GIVEN PASSAGE:
======

Maize was a revered food in the Americas from New England to Peru. Domesticated by farmers about 8,000 years ago, New World cultures ground maize into dough or boiled, broiled, or popped it over hot coals. They also combined it with water and other ingredients such as honey, chocolate, and pepper to make a drink.
Although Western Europeans had little interest in maize, people in the poorer regions of southern and eastern Europe began to grow it. In northern Italy, the grain was ground and cooked with water to create a type of porridge called polenta. In West Africa, where slave traders first used maize to feed the slaves, it eventually became a basic food for millions of Africans. By the 1700s maize was being grown in China and was a staple crop in India by the 1800s. Today, by weight, more corn is harvested than any other crop in the world.
Domesticated in the Andes (most likely in Peru) more than 3,000 years ago, the humble peanut also changed cooking around the world. Like peppers, peanuts were quickly accepted in Africa where the climate was suitable for growing the plant. A good source of protein, peanuts became a standard ingredient in many soups and stews in West Africa. Asians ground the nut and added it to sauces, particularly in Indonesia and Thailand where peanut sauces became popular additions to meat and rice dishes. There, peanuts were sprinkled on salads, and combined with spicy peppers, coconut, and lime to create the distinctive flavors now associated with their cuisines. Peanuts were crushed to make peanut oil in parts of Asia and Africa; today, peanut oil remains the most important cooking oil in these regions.

======

SUPPLIED MATERIAL:
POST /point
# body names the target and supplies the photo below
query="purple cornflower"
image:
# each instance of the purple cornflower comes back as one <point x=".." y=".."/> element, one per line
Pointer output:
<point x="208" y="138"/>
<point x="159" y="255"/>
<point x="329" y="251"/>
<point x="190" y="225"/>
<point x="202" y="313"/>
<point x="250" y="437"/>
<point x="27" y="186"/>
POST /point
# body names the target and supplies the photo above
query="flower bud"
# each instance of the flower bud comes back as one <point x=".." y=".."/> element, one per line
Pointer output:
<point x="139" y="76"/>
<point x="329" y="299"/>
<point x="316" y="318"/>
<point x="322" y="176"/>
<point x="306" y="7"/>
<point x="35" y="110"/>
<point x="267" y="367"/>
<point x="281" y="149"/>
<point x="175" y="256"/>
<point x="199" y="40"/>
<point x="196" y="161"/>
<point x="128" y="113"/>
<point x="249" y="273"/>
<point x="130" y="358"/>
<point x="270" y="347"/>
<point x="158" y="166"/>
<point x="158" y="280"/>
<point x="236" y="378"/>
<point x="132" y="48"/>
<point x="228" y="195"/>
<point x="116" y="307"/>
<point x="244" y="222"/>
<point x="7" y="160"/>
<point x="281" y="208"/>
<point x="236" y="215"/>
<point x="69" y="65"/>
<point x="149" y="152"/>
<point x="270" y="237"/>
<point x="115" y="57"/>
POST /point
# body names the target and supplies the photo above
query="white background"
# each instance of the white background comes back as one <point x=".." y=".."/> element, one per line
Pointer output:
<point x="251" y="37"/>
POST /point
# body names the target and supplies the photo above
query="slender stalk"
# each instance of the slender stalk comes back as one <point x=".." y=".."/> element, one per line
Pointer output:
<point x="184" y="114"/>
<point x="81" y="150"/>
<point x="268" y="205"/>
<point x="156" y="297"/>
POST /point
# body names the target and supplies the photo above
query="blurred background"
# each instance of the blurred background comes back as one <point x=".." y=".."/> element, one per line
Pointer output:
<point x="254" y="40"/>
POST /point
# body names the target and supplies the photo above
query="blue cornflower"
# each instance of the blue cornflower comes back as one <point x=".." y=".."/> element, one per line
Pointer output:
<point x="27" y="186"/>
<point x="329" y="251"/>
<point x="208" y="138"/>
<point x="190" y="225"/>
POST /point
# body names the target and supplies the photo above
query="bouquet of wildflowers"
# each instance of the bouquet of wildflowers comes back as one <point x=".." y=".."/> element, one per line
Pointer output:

======

COMPLETE THE FOLLOWING:
a – From the maize and peanut passage, quote word for word the part that begins at "Maize was a" and stops after "make a drink.".
b – In the maize and peanut passage, what was maize ground and cooked with water to make in northern Italy?

ANSWERS PER TASK:
a –
Maize was a revered food in the Americas from New England to Peru. Domesticated by farmers about 8,000 years ago, New World cultures ground maize into dough or boiled, broiled, or popped it over hot coals. They also combined it with water and other ingredients such as honey, chocolate, and pepper to make a drink.

b – A type of porridge called polenta.